Track changes: Collaborators would simply edit the markdown in plain text and submit their edited version. To view and reconcile differences, I would simply use a diff tool; I would find a good online one to teach my collaborators how to diff changes.
Comments between authors: I would select one of the options for markdown comments and teach my collaborators to use that when needed. The modified HTML comment (<!--- Pandoc-enhanced HTML comment -->) is the one I would probably use.
Reference management: I use Zotero, so I would use Better BibTeX for Zotero to handle references. The nice thing about this is that although I would have to handle the references myself, collaborators can directly add references to the Zotero group library. In fact, using citation keys, it should be simple for collaborators to learn how to insert references themselves into the markdown text.
I am NOT the lead author and I am NOT responsible for the statistical analysis: I would use whatever workflow the lead author uses (e.g. if the lead author uses Word with tracked changes, I'll use the same things).
I want to note that it seems that the only part that seems to be not so easy (compared to Microsoft Word normal working features) is replacing track changes with diff. I'm not aware of a tool that makes incorporating diff files as easy as how Word reconciles changes, but if such a tool exists, then the process should be more seamless.

Required task 1 »
Which lines of the records contain the string "front"? Extract every one of them.
The markdown workflow post and the records have no connection to each other.

Dataset excerpts »
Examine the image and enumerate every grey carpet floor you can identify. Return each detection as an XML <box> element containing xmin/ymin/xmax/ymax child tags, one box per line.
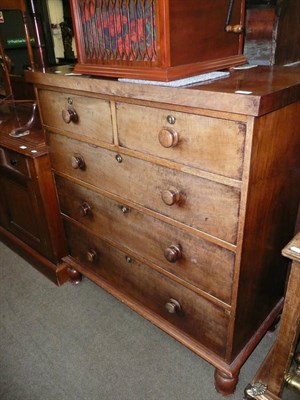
<box><xmin>0</xmin><ymin>243</ymin><xmax>284</xmax><ymax>400</ymax></box>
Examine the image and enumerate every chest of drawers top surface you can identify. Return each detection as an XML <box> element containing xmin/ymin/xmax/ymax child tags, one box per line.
<box><xmin>26</xmin><ymin>67</ymin><xmax>300</xmax><ymax>116</ymax></box>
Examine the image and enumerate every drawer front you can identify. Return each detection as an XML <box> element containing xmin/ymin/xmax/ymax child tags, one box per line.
<box><xmin>49</xmin><ymin>134</ymin><xmax>240</xmax><ymax>242</ymax></box>
<box><xmin>0</xmin><ymin>148</ymin><xmax>30</xmax><ymax>178</ymax></box>
<box><xmin>65</xmin><ymin>223</ymin><xmax>228</xmax><ymax>357</ymax></box>
<box><xmin>39</xmin><ymin>90</ymin><xmax>113</xmax><ymax>143</ymax></box>
<box><xmin>56</xmin><ymin>176</ymin><xmax>234</xmax><ymax>304</ymax></box>
<box><xmin>117</xmin><ymin>103</ymin><xmax>246</xmax><ymax>179</ymax></box>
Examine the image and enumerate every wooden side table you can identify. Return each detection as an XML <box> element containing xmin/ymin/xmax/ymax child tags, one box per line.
<box><xmin>245</xmin><ymin>232</ymin><xmax>300</xmax><ymax>400</ymax></box>
<box><xmin>0</xmin><ymin>109</ymin><xmax>69</xmax><ymax>285</ymax></box>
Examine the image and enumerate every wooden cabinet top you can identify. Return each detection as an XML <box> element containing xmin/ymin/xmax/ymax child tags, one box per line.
<box><xmin>26</xmin><ymin>66</ymin><xmax>300</xmax><ymax>116</ymax></box>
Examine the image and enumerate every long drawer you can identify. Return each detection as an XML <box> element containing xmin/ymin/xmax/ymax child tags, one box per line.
<box><xmin>39</xmin><ymin>90</ymin><xmax>113</xmax><ymax>143</ymax></box>
<box><xmin>56</xmin><ymin>176</ymin><xmax>234</xmax><ymax>304</ymax></box>
<box><xmin>65</xmin><ymin>222</ymin><xmax>229</xmax><ymax>357</ymax></box>
<box><xmin>48</xmin><ymin>134</ymin><xmax>240</xmax><ymax>243</ymax></box>
<box><xmin>117</xmin><ymin>103</ymin><xmax>246</xmax><ymax>179</ymax></box>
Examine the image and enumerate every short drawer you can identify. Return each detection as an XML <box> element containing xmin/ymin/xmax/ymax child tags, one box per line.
<box><xmin>0</xmin><ymin>148</ymin><xmax>30</xmax><ymax>178</ymax></box>
<box><xmin>117</xmin><ymin>103</ymin><xmax>246</xmax><ymax>179</ymax></box>
<box><xmin>49</xmin><ymin>134</ymin><xmax>240</xmax><ymax>242</ymax></box>
<box><xmin>65</xmin><ymin>223</ymin><xmax>229</xmax><ymax>357</ymax></box>
<box><xmin>38</xmin><ymin>90</ymin><xmax>113</xmax><ymax>143</ymax></box>
<box><xmin>56</xmin><ymin>176</ymin><xmax>234</xmax><ymax>304</ymax></box>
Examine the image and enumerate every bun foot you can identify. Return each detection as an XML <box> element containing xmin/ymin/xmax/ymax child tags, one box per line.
<box><xmin>67</xmin><ymin>267</ymin><xmax>82</xmax><ymax>285</ymax></box>
<box><xmin>215</xmin><ymin>369</ymin><xmax>239</xmax><ymax>396</ymax></box>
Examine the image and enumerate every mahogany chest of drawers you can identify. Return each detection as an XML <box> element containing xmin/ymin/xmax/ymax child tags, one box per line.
<box><xmin>27</xmin><ymin>68</ymin><xmax>300</xmax><ymax>394</ymax></box>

Required task 2 »
Quote the markdown workflow post word for word, beginning at "I want to note" and stopping after "be more seamless.".

Written response 1 »
Examine the image and enumerate every drawer front you can identify. Return each detection as an XML <box> element containing xmin/ymin/xmax/ymax child tags, one box per line.

Written response 2 »
I want to note that it seems that the only part that seems to be not so easy (compared to Microsoft Word normal working features) is replacing track changes with diff. I'm not aware of a tool that makes incorporating diff files as easy as how Word reconciles changes, but if such a tool exists, then the process should be more seamless.